#### DATA SHOWN
=== Begin Enclosure ===

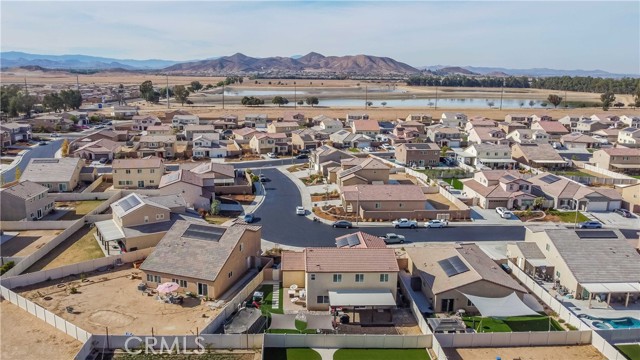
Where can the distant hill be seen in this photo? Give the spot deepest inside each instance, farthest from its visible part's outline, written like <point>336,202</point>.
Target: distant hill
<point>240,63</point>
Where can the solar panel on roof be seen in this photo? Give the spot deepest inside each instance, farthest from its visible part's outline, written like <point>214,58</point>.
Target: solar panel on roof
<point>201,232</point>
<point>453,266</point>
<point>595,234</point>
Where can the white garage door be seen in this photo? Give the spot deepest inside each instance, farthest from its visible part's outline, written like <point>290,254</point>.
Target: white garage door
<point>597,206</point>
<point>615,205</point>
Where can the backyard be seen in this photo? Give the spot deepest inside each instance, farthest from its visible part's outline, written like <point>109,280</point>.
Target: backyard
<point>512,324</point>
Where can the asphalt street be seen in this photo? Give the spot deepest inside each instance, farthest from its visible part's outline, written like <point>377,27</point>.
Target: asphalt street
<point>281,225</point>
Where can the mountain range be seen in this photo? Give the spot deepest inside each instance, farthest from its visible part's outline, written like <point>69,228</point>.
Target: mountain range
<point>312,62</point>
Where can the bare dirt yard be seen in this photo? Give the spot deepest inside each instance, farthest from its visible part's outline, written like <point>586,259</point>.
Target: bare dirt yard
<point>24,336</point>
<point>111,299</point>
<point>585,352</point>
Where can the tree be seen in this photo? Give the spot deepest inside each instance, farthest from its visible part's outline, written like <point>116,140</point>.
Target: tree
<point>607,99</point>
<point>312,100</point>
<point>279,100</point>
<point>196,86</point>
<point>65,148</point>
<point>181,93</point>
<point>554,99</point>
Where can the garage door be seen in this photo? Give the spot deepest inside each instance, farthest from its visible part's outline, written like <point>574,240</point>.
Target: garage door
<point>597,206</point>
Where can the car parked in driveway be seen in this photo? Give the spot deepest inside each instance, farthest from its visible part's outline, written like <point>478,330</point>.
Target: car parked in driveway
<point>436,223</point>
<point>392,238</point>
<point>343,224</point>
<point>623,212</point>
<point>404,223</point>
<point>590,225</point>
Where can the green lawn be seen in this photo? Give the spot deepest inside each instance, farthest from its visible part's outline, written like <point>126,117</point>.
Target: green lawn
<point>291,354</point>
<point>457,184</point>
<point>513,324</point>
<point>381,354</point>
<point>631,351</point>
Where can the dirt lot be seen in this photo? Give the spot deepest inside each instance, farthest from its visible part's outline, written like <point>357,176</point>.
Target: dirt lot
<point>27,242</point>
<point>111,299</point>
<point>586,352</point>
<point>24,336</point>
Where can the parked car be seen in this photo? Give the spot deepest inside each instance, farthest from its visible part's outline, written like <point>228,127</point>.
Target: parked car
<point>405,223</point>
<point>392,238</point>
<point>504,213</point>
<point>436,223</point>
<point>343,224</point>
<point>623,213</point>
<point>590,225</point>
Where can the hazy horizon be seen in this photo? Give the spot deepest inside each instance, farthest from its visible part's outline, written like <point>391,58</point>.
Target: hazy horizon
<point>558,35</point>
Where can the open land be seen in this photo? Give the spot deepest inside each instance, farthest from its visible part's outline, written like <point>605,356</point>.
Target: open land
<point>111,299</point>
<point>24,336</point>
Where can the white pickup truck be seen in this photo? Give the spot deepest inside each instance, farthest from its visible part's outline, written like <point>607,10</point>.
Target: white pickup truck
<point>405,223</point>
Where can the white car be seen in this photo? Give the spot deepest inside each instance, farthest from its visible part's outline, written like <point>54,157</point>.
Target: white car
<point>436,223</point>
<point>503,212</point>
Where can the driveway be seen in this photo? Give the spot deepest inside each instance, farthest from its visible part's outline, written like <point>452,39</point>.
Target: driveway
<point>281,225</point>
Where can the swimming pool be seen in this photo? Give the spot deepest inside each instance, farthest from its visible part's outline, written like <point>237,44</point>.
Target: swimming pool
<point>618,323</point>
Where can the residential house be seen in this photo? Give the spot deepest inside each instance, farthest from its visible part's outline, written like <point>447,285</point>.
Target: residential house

=== End Enclosure ===
=== Begin Enclosure ===

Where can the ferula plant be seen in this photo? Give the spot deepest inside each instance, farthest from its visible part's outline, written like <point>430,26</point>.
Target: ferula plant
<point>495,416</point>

=== End Enclosure ===

#### PROBLEM
Within the material above, output exactly the lines from the one with "Where can the dirt" through the one with "Where can the open", end lines included, and nothing besides.

#### RESPONSE
Where can the dirt lot be seen in this photo? Give the spot deepest inside each instance, farthest from its visible part's outline, written like <point>357,176</point>.
Target: dirt lot
<point>27,242</point>
<point>111,299</point>
<point>586,352</point>
<point>24,336</point>
Where can the parked car be seen in this photo? Give the spot deepest inside each instance, farthest from its visible part's outline, written like <point>228,127</point>.
Target: parked car
<point>405,223</point>
<point>392,238</point>
<point>504,213</point>
<point>436,223</point>
<point>343,224</point>
<point>623,213</point>
<point>590,225</point>
Where can the hazy horizon be seen in this photo? Give the spot deepest inside each instance, farthest from its visible part's outline, written like <point>391,58</point>.
Target: hazy horizon
<point>558,35</point>
Where can the open land be seen in this photo? Give the spot deepest inside each instance, farthest from its visible part's outline, written like <point>605,356</point>.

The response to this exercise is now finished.